### Reading text
Re “There are some broad categorisations of “racial/ethnic groups” used in different countries that show some consistency in various metrics – educational and economic achievement. Some people point to those as evidence of “systemic racism”. Prove that they are not.”
There is no doubt whatsoever that people frequently discriminate for and against each other for all sorts of reasons, including outward appearance, and that can affect the sorts of outcomes pointed to here.
But this sort of unfairness is hugely exacerbated by pointless sectarian concepts such as ‘race’, and any pseudo-science which underpins it.
“There is no doubt whatsoever that people frequently discriminate for and against each other for all sorts of reasons, including outward appearance, and that can affect the sorts of outcomes pointed to here.”
Maybe, sometimes. Other differences are genetically influenced.
“But this sort of unfairness is hugely exacerbated by pointless sectarian concepts such as ‘race’, and any pseudo-science which underpins it.”
Au contraire, we are bending over backwards to eliminate the influence of “race” – a concept pushed in the mainstream not by scientists doing perfectly scientific studies, but by the race hustling industry – and failing. Which is, according to some, because we are systemically racist. It’s the race hustlers who insist on monitoring outcomes based on “race”.
Re: ‘ It’s the race hustlers who insist on monitoring outcomes based on “race”.
My point throughout is that if there is no concept of race then this problem disappears (which doesn’t of course extend to all the other ways which human beings manage to find divisions and enmities, ultimately this all boils down to the basic moral challenge of full mutual tolerance and respect).
To put this another way, ‘anti-racism’ and ‘racism’ are two sides of the same coin – because they both create divisions, and both rest on the same imaginary syndrome, that of ‘race’ (which in contemporary reality means ‘black’ or ‘white’)
The genie is out of the bottle. The race hustlers will never go away. It will end badly, with abject defeat for one or both sides.

Referring expression pointing data:

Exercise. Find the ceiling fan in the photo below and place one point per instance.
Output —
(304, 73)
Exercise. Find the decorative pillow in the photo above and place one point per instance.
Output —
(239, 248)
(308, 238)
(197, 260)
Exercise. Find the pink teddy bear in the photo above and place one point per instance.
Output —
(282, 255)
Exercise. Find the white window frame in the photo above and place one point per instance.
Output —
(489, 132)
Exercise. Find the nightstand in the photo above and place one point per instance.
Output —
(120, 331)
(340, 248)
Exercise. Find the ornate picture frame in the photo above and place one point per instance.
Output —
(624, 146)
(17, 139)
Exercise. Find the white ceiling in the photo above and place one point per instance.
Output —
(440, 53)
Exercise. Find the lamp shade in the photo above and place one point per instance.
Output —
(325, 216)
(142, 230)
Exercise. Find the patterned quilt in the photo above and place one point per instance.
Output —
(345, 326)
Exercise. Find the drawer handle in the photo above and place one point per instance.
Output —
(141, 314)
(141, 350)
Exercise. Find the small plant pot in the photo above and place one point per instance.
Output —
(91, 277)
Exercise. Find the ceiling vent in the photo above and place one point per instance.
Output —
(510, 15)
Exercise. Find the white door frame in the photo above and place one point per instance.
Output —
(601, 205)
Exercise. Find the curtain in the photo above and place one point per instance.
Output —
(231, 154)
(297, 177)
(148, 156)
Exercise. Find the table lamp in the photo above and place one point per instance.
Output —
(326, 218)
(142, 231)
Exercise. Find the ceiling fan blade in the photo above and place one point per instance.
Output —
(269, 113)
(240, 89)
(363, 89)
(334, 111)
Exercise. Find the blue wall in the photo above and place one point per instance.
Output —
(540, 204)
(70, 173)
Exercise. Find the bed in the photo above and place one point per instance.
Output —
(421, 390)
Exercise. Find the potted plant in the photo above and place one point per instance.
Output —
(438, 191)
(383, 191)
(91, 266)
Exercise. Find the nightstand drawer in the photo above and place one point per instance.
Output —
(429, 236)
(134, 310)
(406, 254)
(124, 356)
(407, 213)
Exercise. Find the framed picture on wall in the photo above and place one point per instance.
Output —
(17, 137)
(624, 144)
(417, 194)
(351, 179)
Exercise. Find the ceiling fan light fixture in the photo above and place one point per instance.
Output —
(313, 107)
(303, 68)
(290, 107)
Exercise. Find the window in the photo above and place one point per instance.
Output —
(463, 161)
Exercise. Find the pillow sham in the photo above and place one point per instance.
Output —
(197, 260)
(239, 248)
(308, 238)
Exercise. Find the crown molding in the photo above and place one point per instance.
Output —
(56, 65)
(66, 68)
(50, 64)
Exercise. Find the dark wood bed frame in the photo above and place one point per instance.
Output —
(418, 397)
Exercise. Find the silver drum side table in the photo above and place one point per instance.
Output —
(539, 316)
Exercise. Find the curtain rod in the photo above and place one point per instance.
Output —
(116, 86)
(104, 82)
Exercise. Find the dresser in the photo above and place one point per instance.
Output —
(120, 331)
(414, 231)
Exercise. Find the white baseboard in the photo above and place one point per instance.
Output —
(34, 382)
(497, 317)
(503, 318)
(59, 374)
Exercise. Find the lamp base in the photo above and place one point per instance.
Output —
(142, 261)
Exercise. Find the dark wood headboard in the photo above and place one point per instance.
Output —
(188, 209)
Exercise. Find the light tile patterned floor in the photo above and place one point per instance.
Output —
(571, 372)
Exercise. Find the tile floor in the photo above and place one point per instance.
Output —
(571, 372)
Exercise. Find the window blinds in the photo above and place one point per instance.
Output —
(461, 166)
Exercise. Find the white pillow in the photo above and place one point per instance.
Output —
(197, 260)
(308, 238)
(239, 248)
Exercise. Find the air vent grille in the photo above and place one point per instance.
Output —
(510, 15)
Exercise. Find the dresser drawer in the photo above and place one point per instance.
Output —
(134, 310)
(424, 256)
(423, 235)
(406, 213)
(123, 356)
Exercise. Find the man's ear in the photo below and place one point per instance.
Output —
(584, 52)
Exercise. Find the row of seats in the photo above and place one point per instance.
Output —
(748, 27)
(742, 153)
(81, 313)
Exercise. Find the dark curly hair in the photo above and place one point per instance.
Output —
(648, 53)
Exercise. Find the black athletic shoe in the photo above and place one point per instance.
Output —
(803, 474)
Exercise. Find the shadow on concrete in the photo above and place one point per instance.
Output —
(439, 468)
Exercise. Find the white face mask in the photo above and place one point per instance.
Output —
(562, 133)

### Parts of the exercise
- a) Answer these about the exchange about race:
(i) What does the reply right after the first quoted passage say about other differences?
(ii) According to the exchange, who pushed the concept of "race" into the mainstream?
(iii) What does the exchange say 'race' means in contemporary reality?
- b) Copy the exchange about race word for word, from "Re: ‘ It’s the" up to and including "means ‘black’ or ‘white’)".
- c) Which single words does the exchange about race set off in single quotation marks? List each distinct one once.

### Results in order
- a)
(i) They are genetically influenced.
(ii) The race hustling industry.
(iii) 'black' or 'white'.

- b)
Re: ‘ It’s the race hustlers who insist on monitoring outcomes based on “race”.
My point throughout is that if there is no concept of race then this problem disappears (which doesn’t of course extend to all the other ways which human beings manage to find divisions and enmities, ultimately this all boils down to the basic moral challenge of full mutual tolerance and respect).
To put this another way, ‘anti-racism’ and ‘racism’ are two sides of the same coin – because they both create divisions, and both rest on the same imaginary syndrome, that of ‘race’ (which in contemporary reality means ‘black’ or ‘white’)

- c) race, anti-racism, racism, black, white